It is easy to cast the outgoing fourth-generation ES 330 as a design laggard, but the luxury linemate of the Toyota Camry placed fourth in sales among 18 vehicles in the lower-luxury segment for 2005, according to Ward's data.

Sales reached 67,577 units in 2005, topping the Cadillac CTS, Mercedes C-Class, Audi A4, Volvo S60 and Acura TSX.. The top three, in order, were the BMW 3-Series, Acura TL and Infiniti G35.

But Lexus realizes the ES was growing long in the tooth. A year earlier, it sold 75,916 units, placing it ahead of the G35 and barely behind the No.2 TL.

The new ES 350 certainly is easier on the eyes, but Lexus is projecting only slight growth in sales. Its target is 70,000 deliveries per year (barely more than the previous model sold in 2005), perhaps reflecting the fierce competition in the segment.

Lexus considers the ES to be half of its product lineup for the entry-luxury market, working in tandem with the IS 250/350 sedan. While the ES is meant to court buyers interested in luxury and comfort, the IS is designed for sporty, performance-oriented younger customers.

Lexus expects to sell 40,000 IS sedans annually. Paired with the ES, Lexus says it should sell 110,000 vehicles in the segment, rivaling the perennial heavyweight 3-Series.
● ● ●
◆ TASK INSTRUCTIONS:
a) In the Lexus ES sales article, how many ES units were sold in 2005?
b) Carry on the article about Lexus ES sales from the point where it stops.

◆ DATASET EXTRACT:
● ● ●
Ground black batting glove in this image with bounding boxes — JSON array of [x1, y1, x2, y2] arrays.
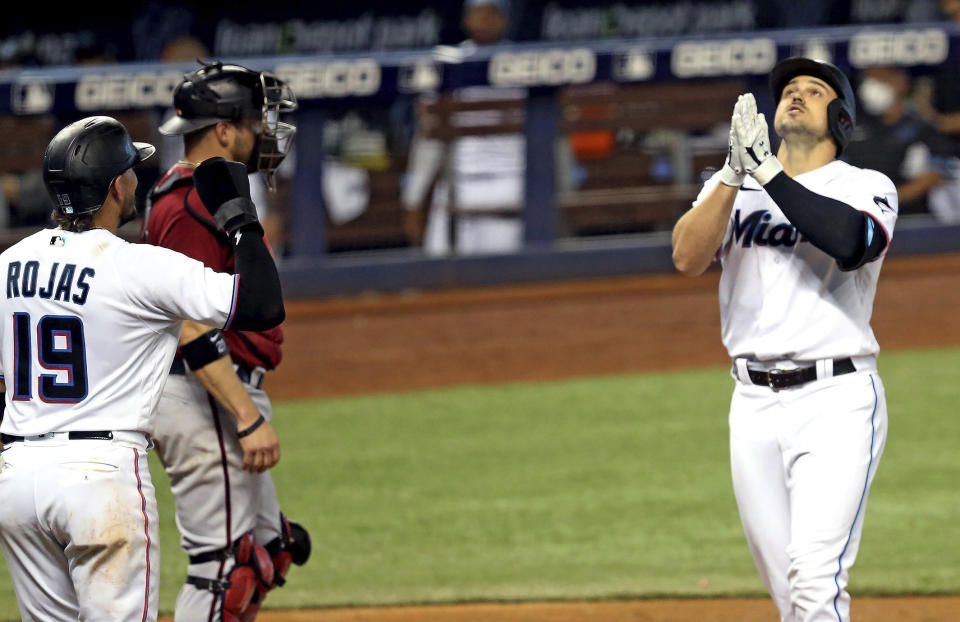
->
● ● ●
◆ EXERCISE RESPONSES:
a) 67,577 units.

b)
Despite the dubious accounting gamesmanship, the ES 350 should sell better than the outgoing ES 330 based on looks alone.

The sheet metal on the new model is more masculine and visually engaging than the model it replaces.

Although the headlamps look roughly the same, the units on the new model are less bulbous, more angular and sleek. The new headlamps also swivel based on steering inputs, to provide better illumination in turns.

The overall length and height are unchanged, at 191.1 ins. (485 cm) and 57.3 ins. (145 cm), respectively.

But the new model has a wheelbase that is more than 2 ins. (5 cm) longer, as well as a wider track.

Curb weight goes up from 3,472 lbs. (1,574 kg) to 3,580 lbs. (1,623 kg).

The new model also gets a considerable performance boost. The 3.5L DOHC V-6 produces 272 hp at 6,200 rpm, up from 225 hp at 5,600 rpm. Likewise, torque is up from 240 lb.-ft. (325 Nm) at 3,600 rpm to 254 lb.-ft. (344 Nm) at 4,700 rpm.

An electronically controlled 6-speed automatic transmission replaces the 5-speed in the old ES 330.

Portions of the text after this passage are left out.